▶ [Directions]:
Count how many lines in the listing below contain the word "distant", treating case as significant, and give only the number.

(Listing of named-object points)
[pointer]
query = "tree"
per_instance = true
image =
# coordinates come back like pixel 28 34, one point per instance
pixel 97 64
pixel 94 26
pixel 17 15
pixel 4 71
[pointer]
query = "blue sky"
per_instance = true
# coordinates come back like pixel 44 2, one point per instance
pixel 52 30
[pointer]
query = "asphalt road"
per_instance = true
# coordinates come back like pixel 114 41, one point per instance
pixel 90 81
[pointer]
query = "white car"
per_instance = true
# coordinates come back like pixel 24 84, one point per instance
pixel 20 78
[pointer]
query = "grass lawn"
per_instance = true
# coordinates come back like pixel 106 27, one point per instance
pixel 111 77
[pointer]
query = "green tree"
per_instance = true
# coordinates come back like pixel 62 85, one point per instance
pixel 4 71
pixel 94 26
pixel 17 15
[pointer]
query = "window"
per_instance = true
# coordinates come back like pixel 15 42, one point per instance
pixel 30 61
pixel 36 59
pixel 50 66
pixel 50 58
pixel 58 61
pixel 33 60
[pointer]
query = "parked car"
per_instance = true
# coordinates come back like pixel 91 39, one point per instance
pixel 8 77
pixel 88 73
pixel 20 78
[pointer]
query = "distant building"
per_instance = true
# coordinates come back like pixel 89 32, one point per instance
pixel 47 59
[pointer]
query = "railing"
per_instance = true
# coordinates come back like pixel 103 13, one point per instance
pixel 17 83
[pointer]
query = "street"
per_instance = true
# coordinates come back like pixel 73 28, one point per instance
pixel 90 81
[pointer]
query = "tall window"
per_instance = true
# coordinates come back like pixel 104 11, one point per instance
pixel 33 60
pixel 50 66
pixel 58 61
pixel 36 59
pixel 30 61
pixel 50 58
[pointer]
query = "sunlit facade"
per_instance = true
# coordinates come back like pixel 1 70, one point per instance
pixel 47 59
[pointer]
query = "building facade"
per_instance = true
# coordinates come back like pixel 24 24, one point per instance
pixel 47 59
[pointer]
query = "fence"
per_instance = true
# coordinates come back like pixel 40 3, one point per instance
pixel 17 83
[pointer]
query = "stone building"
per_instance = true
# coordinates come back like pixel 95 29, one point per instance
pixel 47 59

* * *

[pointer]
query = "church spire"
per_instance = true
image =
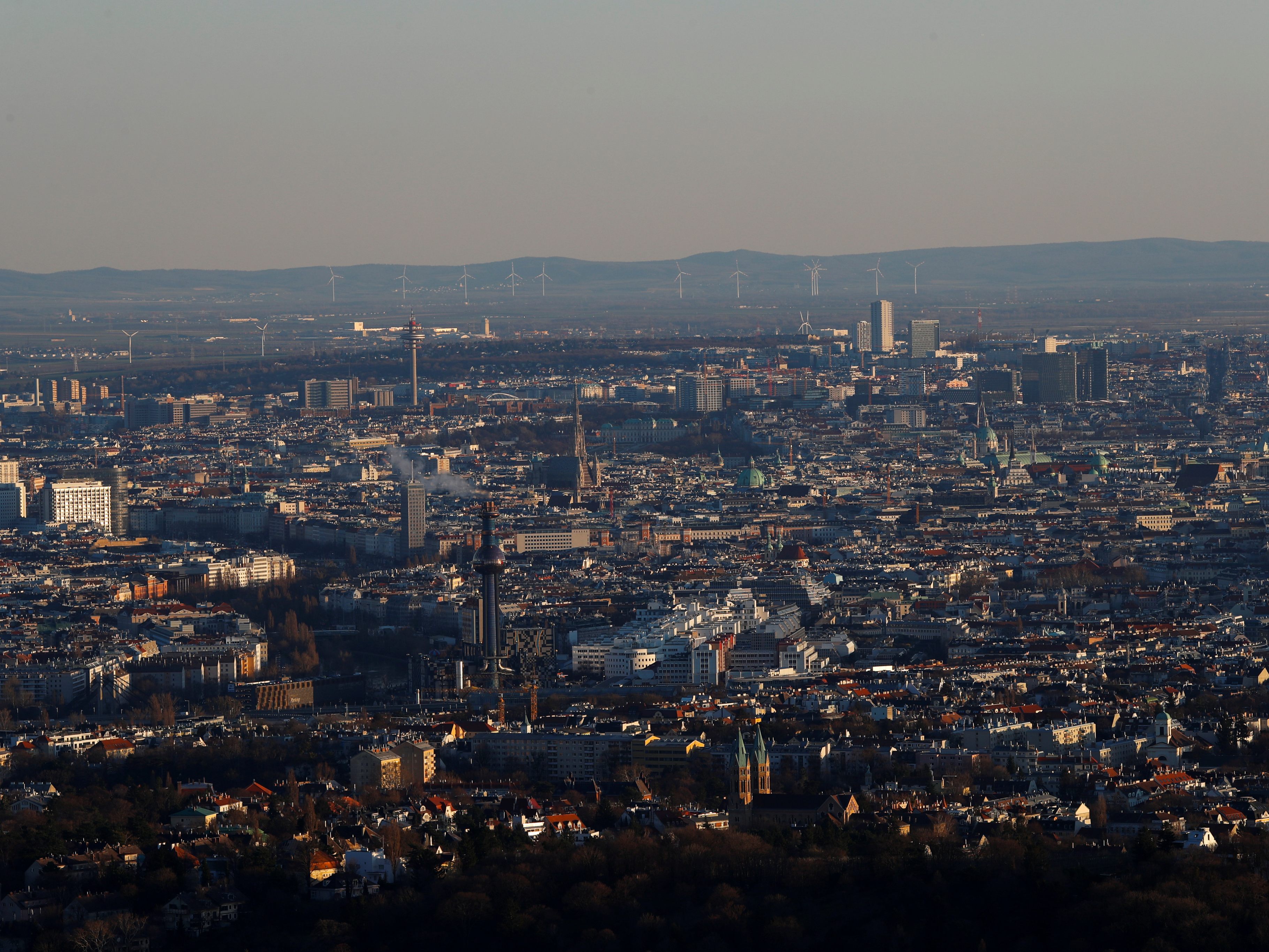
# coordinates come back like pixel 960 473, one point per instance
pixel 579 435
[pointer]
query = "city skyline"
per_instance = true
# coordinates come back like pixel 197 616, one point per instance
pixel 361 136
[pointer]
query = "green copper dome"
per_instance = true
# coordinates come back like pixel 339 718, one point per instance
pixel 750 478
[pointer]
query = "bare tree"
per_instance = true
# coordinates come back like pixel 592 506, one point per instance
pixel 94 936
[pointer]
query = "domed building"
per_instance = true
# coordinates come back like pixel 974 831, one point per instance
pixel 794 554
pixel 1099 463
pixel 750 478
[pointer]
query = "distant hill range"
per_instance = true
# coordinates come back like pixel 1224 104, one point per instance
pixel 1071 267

▶ [Completed task]:
2